### Aim
Lay out the part of the listing that opens with the line containing "the shrub, like" and runs through the end of the listing as a JSON list of strings, one string per line, with both ends included and blank lines left out. Leave the pictures out of your answer.

### Provided records
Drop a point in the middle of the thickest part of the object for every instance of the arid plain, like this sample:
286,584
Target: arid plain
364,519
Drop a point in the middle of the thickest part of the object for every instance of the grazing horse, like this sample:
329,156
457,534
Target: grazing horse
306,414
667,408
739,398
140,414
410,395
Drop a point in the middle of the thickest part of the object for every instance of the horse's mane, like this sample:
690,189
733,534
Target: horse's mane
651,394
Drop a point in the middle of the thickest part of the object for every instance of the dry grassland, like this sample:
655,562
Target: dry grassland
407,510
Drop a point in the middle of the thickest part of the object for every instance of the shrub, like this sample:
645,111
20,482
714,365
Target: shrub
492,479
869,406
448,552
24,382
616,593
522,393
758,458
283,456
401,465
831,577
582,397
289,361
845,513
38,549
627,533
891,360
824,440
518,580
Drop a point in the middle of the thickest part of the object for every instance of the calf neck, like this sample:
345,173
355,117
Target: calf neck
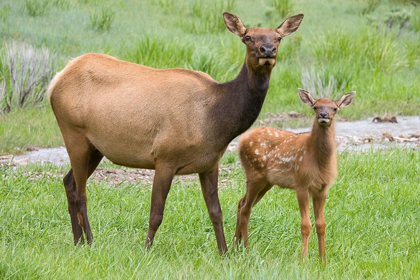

### In response
[
  "Drop a point in the middle of the thickest part of the object for every instance of the shrub, like this sample:",
  "645,111",
  "20,482",
  "714,365",
  "Target: shrub",
  "492,479",
  "869,406",
  "448,552",
  "24,382",
  "616,593",
  "522,393",
  "758,458",
  "283,456",
  "401,465",
  "831,577",
  "582,397",
  "289,361",
  "845,513",
  "38,549",
  "627,533",
  "891,360",
  "824,440",
  "518,580",
  "Drop a point in the middle of the thickest part of the object for every instance of the calf neck, like this sample:",
  "345,173",
  "355,117",
  "Target: calf neck"
]